[Items stored from a collection]
-- begin --

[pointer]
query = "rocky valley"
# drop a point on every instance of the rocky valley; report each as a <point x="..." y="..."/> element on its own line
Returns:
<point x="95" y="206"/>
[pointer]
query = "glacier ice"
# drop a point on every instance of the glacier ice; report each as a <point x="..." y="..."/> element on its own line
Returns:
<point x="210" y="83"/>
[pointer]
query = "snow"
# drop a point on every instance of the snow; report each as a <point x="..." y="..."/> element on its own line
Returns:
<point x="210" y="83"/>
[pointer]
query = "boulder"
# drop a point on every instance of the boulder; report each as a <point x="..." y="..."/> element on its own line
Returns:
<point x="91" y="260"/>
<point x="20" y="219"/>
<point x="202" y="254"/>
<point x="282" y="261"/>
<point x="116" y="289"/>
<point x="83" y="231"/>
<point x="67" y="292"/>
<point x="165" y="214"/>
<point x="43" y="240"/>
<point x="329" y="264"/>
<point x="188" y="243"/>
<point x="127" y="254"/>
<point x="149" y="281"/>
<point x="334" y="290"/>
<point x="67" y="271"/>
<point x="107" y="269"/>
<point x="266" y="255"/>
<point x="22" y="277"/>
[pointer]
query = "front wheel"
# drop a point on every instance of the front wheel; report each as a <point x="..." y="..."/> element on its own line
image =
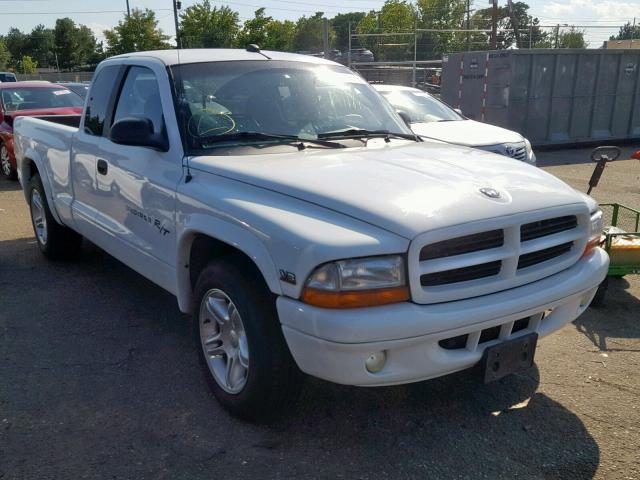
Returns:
<point x="54" y="240"/>
<point x="240" y="344"/>
<point x="5" y="163"/>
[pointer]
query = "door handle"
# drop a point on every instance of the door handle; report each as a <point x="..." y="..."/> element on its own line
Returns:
<point x="103" y="167"/>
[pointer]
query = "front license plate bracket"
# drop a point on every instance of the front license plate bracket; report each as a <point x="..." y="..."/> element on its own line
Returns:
<point x="509" y="357"/>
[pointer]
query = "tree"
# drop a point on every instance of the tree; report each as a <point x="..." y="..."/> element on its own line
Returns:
<point x="28" y="65"/>
<point x="41" y="45"/>
<point x="627" y="32"/>
<point x="136" y="33"/>
<point x="204" y="26"/>
<point x="75" y="45"/>
<point x="254" y="30"/>
<point x="340" y="25"/>
<point x="5" y="56"/>
<point x="527" y="25"/>
<point x="308" y="35"/>
<point x="573" y="38"/>
<point x="395" y="16"/>
<point x="280" y="35"/>
<point x="16" y="43"/>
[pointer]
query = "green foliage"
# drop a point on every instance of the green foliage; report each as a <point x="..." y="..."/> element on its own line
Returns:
<point x="573" y="38"/>
<point x="5" y="56"/>
<point x="394" y="16"/>
<point x="41" y="45"/>
<point x="137" y="33"/>
<point x="16" y="43"/>
<point x="527" y="25"/>
<point x="280" y="35"/>
<point x="204" y="26"/>
<point x="627" y="32"/>
<point x="308" y="34"/>
<point x="254" y="30"/>
<point x="75" y="45"/>
<point x="340" y="25"/>
<point x="27" y="65"/>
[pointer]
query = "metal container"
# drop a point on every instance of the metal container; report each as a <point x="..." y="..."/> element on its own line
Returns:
<point x="551" y="96"/>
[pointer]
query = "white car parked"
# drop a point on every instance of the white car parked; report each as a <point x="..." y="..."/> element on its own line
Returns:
<point x="305" y="227"/>
<point x="432" y="119"/>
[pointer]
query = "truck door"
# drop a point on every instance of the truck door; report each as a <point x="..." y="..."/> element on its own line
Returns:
<point x="136" y="186"/>
<point x="87" y="146"/>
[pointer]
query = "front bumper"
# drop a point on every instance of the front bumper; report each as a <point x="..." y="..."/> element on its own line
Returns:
<point x="334" y="344"/>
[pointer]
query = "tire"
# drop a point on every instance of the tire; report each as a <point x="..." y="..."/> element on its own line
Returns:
<point x="264" y="380"/>
<point x="55" y="241"/>
<point x="598" y="299"/>
<point x="5" y="165"/>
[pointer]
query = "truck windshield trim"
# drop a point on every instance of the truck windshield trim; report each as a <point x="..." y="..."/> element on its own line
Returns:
<point x="294" y="100"/>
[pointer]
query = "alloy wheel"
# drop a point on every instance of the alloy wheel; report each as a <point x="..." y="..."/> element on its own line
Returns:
<point x="224" y="341"/>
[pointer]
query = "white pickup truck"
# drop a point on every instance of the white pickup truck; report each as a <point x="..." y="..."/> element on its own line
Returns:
<point x="297" y="218"/>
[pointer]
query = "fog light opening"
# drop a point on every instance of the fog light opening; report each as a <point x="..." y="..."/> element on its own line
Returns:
<point x="375" y="362"/>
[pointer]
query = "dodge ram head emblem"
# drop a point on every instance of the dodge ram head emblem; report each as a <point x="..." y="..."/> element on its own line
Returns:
<point x="490" y="192"/>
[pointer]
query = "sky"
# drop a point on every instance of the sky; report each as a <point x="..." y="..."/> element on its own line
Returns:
<point x="603" y="16"/>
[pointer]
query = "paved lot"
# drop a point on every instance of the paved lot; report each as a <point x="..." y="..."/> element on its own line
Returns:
<point x="98" y="379"/>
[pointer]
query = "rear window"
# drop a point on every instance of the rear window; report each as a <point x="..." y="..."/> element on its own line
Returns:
<point x="25" y="98"/>
<point x="7" y="77"/>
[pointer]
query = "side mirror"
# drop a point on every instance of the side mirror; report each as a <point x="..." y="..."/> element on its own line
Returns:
<point x="404" y="116"/>
<point x="137" y="132"/>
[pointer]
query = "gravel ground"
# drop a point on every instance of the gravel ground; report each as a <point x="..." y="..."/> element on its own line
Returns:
<point x="98" y="379"/>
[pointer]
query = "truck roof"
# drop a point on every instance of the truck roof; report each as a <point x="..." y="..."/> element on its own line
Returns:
<point x="29" y="84"/>
<point x="201" y="55"/>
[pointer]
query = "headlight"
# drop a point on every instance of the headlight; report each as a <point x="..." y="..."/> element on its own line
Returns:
<point x="595" y="231"/>
<point x="359" y="282"/>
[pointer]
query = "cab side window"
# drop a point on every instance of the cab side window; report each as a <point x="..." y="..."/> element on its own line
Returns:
<point x="100" y="100"/>
<point x="140" y="98"/>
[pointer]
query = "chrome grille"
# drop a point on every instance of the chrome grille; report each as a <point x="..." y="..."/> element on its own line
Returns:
<point x="541" y="228"/>
<point x="484" y="257"/>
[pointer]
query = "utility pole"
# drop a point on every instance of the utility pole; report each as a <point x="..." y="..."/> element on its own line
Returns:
<point x="325" y="37"/>
<point x="494" y="25"/>
<point x="349" y="53"/>
<point x="468" y="26"/>
<point x="176" y="6"/>
<point x="514" y="24"/>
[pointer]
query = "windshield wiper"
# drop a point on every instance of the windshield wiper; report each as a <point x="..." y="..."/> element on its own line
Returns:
<point x="364" y="133"/>
<point x="252" y="136"/>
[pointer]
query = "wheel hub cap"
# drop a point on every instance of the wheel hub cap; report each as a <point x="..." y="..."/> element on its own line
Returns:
<point x="38" y="217"/>
<point x="224" y="341"/>
<point x="4" y="161"/>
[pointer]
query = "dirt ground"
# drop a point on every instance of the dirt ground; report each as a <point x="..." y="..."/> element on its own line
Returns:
<point x="99" y="379"/>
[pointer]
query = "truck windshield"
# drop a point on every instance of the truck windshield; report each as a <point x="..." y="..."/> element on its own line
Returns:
<point x="26" y="98"/>
<point x="220" y="100"/>
<point x="420" y="106"/>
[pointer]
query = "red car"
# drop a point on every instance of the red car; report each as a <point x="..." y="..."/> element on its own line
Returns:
<point x="33" y="100"/>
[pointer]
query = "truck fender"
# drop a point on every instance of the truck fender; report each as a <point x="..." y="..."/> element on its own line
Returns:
<point x="233" y="235"/>
<point x="24" y="171"/>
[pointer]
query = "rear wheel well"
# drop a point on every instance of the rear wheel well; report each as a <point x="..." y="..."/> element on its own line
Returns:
<point x="205" y="248"/>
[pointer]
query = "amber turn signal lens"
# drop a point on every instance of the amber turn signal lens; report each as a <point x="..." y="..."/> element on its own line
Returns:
<point x="354" y="298"/>
<point x="590" y="246"/>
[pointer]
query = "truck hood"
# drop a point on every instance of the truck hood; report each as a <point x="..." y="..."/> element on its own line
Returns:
<point x="466" y="132"/>
<point x="41" y="112"/>
<point x="404" y="187"/>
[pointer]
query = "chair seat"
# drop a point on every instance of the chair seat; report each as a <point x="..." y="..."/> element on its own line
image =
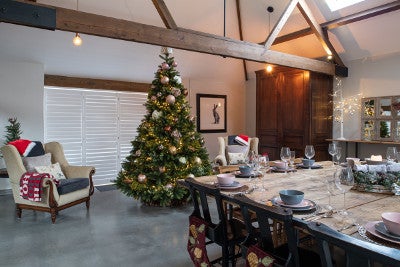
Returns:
<point x="73" y="184"/>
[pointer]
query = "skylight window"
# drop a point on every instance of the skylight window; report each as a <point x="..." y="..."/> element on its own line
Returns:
<point x="339" y="4"/>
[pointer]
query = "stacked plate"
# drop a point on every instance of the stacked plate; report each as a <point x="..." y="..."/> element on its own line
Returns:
<point x="314" y="166"/>
<point x="304" y="205"/>
<point x="378" y="230"/>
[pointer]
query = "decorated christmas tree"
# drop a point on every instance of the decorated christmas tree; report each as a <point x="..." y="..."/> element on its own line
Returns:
<point x="167" y="147"/>
<point x="13" y="131"/>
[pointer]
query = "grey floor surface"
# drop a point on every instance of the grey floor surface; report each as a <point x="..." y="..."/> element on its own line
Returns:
<point x="116" y="231"/>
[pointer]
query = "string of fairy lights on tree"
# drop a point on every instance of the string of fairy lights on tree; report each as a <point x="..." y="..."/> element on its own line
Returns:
<point x="342" y="106"/>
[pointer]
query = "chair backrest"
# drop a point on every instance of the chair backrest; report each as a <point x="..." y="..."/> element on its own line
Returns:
<point x="274" y="223"/>
<point x="200" y="192"/>
<point x="57" y="153"/>
<point x="358" y="252"/>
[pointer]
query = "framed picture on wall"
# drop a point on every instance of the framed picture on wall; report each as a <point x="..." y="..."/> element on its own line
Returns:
<point x="211" y="113"/>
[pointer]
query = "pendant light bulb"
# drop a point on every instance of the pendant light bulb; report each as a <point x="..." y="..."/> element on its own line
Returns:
<point x="77" y="41"/>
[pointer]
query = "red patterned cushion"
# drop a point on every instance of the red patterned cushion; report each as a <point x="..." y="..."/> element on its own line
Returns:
<point x="196" y="245"/>
<point x="23" y="146"/>
<point x="256" y="257"/>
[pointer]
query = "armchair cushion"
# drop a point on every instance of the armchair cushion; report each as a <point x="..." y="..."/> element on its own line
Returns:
<point x="23" y="146"/>
<point x="31" y="162"/>
<point x="37" y="150"/>
<point x="53" y="169"/>
<point x="70" y="185"/>
<point x="236" y="158"/>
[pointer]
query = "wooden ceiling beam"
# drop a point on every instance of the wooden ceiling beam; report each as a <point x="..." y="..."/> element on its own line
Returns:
<point x="369" y="13"/>
<point x="241" y="36"/>
<point x="98" y="25"/>
<point x="319" y="32"/>
<point x="165" y="14"/>
<point x="279" y="25"/>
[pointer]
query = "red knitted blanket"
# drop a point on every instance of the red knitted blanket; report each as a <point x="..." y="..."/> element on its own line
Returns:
<point x="30" y="185"/>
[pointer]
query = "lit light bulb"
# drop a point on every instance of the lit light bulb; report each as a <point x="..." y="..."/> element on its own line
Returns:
<point x="77" y="41"/>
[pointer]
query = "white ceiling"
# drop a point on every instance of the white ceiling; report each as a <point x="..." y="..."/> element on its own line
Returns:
<point x="120" y="60"/>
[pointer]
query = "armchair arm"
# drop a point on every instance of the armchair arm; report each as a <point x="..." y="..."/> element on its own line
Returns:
<point x="220" y="160"/>
<point x="80" y="172"/>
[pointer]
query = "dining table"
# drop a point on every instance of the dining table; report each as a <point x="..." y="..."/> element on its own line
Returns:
<point x="363" y="209"/>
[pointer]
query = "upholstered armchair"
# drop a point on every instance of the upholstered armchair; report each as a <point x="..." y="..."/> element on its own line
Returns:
<point x="225" y="157"/>
<point x="69" y="192"/>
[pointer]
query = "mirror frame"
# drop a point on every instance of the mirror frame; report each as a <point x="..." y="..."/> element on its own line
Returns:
<point x="377" y="118"/>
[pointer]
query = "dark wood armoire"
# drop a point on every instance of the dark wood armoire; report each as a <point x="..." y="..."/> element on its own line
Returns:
<point x="294" y="109"/>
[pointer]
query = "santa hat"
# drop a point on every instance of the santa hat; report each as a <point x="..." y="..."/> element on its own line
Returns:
<point x="23" y="146"/>
<point x="242" y="139"/>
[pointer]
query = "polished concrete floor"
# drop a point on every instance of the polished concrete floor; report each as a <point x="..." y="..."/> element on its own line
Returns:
<point x="116" y="231"/>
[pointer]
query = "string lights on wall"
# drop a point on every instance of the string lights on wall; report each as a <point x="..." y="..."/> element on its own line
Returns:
<point x="341" y="106"/>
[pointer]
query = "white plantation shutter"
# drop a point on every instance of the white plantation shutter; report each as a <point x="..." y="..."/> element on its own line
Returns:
<point x="95" y="127"/>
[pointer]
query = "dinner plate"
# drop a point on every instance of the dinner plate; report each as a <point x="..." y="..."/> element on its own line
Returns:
<point x="370" y="227"/>
<point x="234" y="185"/>
<point x="238" y="174"/>
<point x="305" y="205"/>
<point x="315" y="166"/>
<point x="275" y="169"/>
<point x="380" y="228"/>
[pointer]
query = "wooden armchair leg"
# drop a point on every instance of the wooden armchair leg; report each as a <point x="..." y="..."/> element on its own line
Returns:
<point x="53" y="213"/>
<point x="18" y="211"/>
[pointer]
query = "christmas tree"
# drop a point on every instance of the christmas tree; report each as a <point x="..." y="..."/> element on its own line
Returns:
<point x="167" y="147"/>
<point x="13" y="131"/>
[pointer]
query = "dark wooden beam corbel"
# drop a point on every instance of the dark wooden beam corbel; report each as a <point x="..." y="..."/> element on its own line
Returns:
<point x="165" y="14"/>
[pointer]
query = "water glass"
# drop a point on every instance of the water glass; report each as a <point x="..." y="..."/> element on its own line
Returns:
<point x="285" y="155"/>
<point x="391" y="154"/>
<point x="309" y="152"/>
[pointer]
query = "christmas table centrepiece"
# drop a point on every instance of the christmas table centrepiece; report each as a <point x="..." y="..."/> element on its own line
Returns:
<point x="167" y="147"/>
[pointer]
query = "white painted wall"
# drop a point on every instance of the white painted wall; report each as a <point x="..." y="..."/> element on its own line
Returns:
<point x="21" y="96"/>
<point x="372" y="77"/>
<point x="236" y="108"/>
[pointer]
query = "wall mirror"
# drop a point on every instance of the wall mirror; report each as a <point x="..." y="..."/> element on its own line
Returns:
<point x="368" y="107"/>
<point x="380" y="118"/>
<point x="385" y="107"/>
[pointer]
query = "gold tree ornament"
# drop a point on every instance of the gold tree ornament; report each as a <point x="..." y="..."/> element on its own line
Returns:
<point x="166" y="50"/>
<point x="172" y="150"/>
<point x="142" y="178"/>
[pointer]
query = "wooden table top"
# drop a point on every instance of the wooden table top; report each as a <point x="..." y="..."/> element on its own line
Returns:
<point x="362" y="207"/>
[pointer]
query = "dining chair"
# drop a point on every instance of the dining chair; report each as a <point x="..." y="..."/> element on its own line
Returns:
<point x="272" y="237"/>
<point x="357" y="252"/>
<point x="221" y="229"/>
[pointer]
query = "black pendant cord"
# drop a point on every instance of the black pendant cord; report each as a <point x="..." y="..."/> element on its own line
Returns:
<point x="224" y="17"/>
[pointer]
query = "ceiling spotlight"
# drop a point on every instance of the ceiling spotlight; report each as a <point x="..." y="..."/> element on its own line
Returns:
<point x="77" y="41"/>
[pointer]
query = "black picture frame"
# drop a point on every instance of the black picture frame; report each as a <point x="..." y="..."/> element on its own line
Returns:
<point x="211" y="113"/>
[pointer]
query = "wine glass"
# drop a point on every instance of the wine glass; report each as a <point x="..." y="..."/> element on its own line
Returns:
<point x="309" y="152"/>
<point x="332" y="149"/>
<point x="338" y="154"/>
<point x="332" y="188"/>
<point x="391" y="153"/>
<point x="292" y="158"/>
<point x="344" y="180"/>
<point x="285" y="156"/>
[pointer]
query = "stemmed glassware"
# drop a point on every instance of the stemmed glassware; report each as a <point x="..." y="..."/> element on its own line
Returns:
<point x="292" y="158"/>
<point x="309" y="152"/>
<point x="332" y="149"/>
<point x="391" y="154"/>
<point x="344" y="180"/>
<point x="338" y="154"/>
<point x="285" y="156"/>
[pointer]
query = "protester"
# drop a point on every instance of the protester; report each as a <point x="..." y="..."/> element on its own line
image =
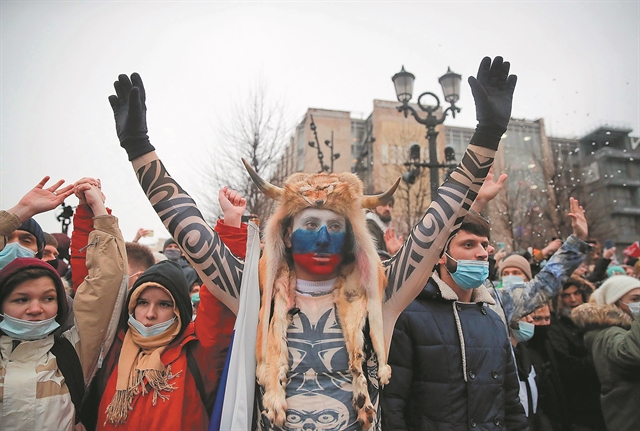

-- end --

### What you need to do
How many lines of the data above contain the string "license"? Matching is case-sensitive, and the reply should be the number alone.

### Complete output
2